Output the line containing "of the green" and each line after it through the end of the data, exactly as written, with pictures left out.
───── Material for the task
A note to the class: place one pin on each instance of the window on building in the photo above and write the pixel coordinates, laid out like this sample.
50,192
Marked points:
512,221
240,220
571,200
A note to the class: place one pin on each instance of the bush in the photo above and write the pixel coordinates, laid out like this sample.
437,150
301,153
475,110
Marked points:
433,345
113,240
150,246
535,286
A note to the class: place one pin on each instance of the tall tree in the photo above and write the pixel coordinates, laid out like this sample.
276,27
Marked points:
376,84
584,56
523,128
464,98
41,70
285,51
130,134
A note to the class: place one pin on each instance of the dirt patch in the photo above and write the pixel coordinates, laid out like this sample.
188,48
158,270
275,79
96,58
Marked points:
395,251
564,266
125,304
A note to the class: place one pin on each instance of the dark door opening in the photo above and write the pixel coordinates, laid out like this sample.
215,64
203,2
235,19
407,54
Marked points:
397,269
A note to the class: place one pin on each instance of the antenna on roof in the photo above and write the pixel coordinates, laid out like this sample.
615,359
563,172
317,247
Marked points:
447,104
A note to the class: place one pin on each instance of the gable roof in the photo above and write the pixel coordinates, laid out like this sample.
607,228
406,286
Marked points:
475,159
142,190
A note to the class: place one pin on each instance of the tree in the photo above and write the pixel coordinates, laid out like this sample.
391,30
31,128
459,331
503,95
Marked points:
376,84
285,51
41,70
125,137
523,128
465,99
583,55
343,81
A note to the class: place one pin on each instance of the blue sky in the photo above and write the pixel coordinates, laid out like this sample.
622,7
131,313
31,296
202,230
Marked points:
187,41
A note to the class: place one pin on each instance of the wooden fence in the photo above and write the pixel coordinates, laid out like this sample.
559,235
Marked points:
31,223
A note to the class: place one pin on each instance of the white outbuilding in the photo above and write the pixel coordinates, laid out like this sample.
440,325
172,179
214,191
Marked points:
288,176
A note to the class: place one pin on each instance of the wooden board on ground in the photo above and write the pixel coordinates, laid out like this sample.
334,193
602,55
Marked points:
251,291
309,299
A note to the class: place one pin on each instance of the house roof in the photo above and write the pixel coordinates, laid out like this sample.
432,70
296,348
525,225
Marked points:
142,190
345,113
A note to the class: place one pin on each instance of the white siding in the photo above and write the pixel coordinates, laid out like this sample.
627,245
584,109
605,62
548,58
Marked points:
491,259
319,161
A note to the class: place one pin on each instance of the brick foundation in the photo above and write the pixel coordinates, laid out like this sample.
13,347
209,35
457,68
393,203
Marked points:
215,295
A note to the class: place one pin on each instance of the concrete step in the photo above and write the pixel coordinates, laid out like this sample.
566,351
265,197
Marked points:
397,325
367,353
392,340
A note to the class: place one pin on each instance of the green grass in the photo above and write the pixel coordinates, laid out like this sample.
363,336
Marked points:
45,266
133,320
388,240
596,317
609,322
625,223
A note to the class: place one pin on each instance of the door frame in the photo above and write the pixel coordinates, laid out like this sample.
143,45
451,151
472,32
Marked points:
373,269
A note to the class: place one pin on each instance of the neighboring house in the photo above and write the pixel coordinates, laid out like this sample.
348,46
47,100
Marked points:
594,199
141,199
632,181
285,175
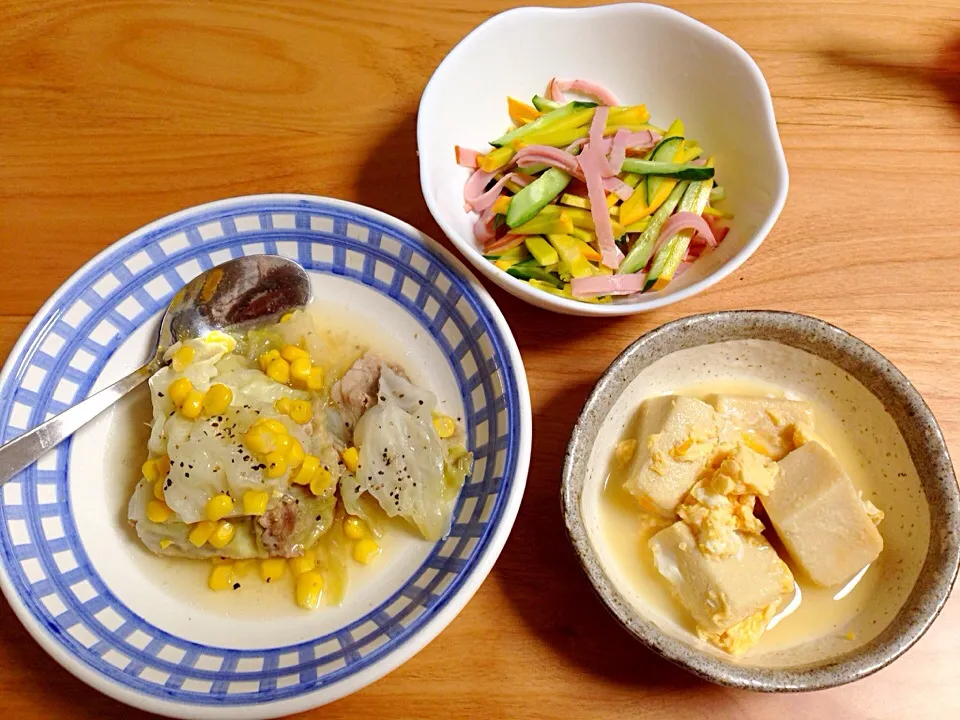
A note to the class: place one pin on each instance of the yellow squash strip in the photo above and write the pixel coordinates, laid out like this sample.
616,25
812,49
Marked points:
──────────
Output below.
A note to the class: place one pin on each instance of the green grass in the photo above and write the pixel coordinates, laid out like this sample.
363,336
Marked points:
45,266
133,320
388,240
596,317
609,322
625,223
A note to the class: place one pin on each instance of the door frame in the photo above and write the pixel coordinates, laid out like this sample.
143,45
451,151
472,32
Marked points:
373,269
A note to the class: place one pin on each instance of the neighboring house in the photo above and write the pixel coordinates, laid out like this sample.
348,46
47,100
Marked points:
594,199
141,199
632,181
285,175
A note to the class: place one pin on each instance of the yellow squash strip in the photo above and write the pixel coordinates, laid out like this sample.
616,25
812,49
Marked points:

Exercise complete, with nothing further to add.